*Task*
Which lines in the records below contain the word "lower"? List every one of them in full.

#### Records for this exercise ####

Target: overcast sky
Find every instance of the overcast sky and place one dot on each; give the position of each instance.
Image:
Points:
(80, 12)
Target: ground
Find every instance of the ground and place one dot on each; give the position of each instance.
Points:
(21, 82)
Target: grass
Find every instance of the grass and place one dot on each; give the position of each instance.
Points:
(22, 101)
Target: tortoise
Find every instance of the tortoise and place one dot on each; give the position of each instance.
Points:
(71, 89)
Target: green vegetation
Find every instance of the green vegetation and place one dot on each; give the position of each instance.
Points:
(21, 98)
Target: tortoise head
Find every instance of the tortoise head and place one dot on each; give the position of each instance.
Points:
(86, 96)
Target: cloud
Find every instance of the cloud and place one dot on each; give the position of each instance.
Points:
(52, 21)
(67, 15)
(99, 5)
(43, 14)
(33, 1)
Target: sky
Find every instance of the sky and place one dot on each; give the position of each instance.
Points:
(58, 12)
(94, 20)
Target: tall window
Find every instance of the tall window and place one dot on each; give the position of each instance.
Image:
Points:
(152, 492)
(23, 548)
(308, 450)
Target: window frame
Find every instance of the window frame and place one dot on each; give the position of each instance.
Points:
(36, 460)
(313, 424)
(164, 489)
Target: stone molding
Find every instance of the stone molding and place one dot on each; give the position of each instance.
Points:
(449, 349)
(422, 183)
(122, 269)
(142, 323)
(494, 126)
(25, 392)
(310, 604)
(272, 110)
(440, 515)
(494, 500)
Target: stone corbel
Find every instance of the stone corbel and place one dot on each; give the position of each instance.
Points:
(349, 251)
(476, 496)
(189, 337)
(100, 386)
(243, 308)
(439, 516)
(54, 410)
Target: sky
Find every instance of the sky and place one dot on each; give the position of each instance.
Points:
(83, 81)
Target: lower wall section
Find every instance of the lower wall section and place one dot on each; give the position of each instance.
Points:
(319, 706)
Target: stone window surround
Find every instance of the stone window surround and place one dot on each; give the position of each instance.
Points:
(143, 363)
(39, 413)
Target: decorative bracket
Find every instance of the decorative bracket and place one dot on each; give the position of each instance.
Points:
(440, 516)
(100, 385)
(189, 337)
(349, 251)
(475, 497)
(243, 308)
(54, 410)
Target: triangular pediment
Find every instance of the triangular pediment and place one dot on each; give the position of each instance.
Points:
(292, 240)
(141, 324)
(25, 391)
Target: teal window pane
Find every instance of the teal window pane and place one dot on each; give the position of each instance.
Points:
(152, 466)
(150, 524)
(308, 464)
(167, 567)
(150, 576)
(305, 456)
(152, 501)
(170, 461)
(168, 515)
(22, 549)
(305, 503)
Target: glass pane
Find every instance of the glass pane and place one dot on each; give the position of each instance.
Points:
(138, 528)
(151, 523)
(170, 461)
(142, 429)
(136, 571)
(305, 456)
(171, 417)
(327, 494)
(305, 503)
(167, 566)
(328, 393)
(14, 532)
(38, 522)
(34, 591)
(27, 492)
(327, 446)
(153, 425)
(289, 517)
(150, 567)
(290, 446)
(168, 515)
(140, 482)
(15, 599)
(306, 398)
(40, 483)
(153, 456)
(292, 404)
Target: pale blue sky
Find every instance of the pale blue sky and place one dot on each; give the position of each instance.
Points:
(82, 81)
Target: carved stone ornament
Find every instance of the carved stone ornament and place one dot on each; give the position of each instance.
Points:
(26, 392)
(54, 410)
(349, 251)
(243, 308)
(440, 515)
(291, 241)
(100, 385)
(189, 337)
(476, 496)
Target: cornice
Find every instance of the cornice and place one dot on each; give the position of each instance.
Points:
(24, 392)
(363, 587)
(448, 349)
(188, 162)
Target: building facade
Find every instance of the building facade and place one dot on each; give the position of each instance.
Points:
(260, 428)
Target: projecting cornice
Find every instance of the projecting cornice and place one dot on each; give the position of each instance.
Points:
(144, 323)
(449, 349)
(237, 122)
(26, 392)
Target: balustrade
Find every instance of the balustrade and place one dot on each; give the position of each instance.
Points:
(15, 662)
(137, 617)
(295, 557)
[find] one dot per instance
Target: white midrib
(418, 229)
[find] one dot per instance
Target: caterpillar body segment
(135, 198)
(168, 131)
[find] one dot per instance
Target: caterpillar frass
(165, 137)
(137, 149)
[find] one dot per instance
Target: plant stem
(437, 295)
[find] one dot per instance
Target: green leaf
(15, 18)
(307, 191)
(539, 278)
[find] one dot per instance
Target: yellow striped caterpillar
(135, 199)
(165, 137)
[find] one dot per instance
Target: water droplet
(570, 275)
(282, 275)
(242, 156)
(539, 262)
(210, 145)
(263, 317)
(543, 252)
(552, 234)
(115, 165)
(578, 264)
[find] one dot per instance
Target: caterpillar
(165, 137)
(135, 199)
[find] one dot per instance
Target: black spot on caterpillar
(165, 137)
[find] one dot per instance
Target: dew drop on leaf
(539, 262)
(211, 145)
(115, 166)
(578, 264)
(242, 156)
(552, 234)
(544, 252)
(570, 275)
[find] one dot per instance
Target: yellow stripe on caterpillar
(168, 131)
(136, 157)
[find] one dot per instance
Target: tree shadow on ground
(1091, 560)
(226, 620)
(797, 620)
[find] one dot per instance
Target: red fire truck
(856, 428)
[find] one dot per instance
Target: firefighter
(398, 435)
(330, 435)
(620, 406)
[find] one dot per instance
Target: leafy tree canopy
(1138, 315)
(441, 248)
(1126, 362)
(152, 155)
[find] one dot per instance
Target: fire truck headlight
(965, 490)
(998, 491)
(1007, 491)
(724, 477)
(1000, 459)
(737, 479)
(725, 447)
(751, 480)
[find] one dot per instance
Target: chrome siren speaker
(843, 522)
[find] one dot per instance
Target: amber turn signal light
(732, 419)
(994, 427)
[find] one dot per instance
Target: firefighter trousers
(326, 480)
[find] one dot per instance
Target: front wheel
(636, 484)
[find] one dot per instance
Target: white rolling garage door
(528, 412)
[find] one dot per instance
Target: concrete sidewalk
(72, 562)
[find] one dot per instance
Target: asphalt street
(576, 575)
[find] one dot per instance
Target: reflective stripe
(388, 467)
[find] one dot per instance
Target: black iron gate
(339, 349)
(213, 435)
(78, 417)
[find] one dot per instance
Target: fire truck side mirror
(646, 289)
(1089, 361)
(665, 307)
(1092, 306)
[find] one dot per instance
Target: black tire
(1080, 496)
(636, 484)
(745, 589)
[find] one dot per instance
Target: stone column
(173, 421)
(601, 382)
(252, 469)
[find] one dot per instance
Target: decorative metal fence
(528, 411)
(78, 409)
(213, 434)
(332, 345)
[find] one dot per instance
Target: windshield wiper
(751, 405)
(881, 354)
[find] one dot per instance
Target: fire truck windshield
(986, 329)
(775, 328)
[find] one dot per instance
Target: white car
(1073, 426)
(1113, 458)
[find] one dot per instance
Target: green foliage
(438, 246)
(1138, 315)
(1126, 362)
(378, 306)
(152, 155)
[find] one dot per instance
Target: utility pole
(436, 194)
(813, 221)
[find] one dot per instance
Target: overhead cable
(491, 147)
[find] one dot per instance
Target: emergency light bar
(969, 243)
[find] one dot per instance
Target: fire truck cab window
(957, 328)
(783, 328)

####

*Task response*
Target: lower wall section
Find every instance of the lower wall section and place one dot on each; give the position of each instance.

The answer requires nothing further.